--- start Supplied records ---
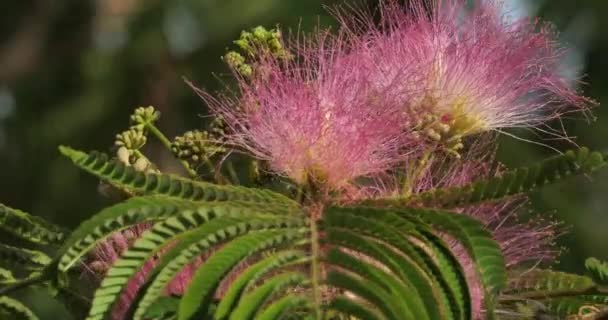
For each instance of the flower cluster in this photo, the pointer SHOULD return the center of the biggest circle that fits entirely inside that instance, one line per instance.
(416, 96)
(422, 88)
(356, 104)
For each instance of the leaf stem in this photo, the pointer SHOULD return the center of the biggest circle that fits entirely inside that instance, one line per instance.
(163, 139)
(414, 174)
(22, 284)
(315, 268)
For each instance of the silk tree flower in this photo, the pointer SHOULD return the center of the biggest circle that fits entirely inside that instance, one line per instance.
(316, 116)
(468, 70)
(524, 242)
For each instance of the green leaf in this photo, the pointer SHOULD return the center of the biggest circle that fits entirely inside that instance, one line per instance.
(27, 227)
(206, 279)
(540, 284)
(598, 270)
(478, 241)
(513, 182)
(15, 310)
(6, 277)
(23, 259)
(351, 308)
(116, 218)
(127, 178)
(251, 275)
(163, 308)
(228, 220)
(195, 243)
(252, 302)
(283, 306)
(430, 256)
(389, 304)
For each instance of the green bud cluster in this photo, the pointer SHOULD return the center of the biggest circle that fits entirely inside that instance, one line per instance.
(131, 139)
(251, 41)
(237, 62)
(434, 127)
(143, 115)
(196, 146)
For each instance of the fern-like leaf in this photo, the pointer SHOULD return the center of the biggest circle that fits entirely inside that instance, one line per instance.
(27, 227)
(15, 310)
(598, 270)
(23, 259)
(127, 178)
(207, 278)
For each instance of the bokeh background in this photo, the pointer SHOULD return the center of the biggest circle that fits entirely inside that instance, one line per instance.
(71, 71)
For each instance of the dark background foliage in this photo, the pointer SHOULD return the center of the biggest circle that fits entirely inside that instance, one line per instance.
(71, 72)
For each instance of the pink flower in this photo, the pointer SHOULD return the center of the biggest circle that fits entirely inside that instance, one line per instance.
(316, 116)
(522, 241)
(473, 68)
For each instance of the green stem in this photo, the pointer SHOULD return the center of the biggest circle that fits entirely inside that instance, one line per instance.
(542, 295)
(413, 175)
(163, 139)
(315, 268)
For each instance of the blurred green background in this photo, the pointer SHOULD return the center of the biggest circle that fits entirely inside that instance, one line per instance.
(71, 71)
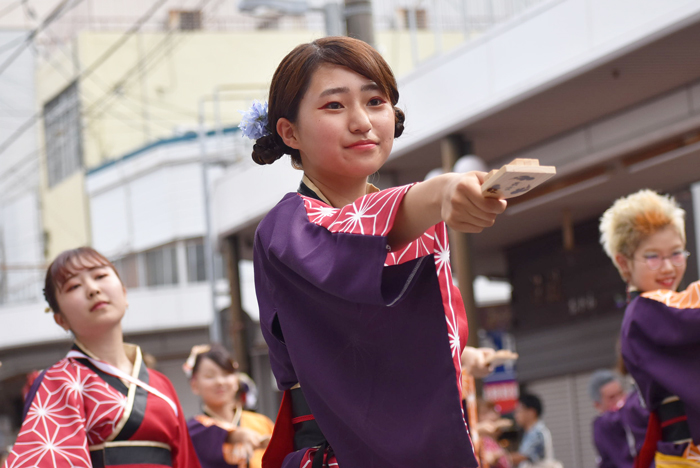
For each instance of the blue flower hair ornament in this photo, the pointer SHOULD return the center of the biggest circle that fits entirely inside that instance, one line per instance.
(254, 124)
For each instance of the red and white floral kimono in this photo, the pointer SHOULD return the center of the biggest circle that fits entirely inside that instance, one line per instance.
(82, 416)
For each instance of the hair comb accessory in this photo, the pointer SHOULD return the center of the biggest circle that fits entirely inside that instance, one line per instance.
--- end Supplied records ---
--- Task brief ---
Can you write out again every line from the one containing "For each instance of the blue" through the end of the entries, inclusive, keeping the requests, with each coordinate in the answers shifted up by 36?

--- The result ---
For each instance of the blue flower hair ornament in this photo, the pointer SHOULD return the center of the biggest circle that fits entirely inside that instance, one line per instance.
(290, 160)
For each instance of the red and white floral kimono in this photo, the pointer SHOULD return the center of the biggest circle that fits entirely inside that instance, one line per instance.
(118, 452)
For each instance of the hair comb accessory in this photo, the pointer SHOULD return the center of the biggest circle that fits entirely inside that instance, one line per instance.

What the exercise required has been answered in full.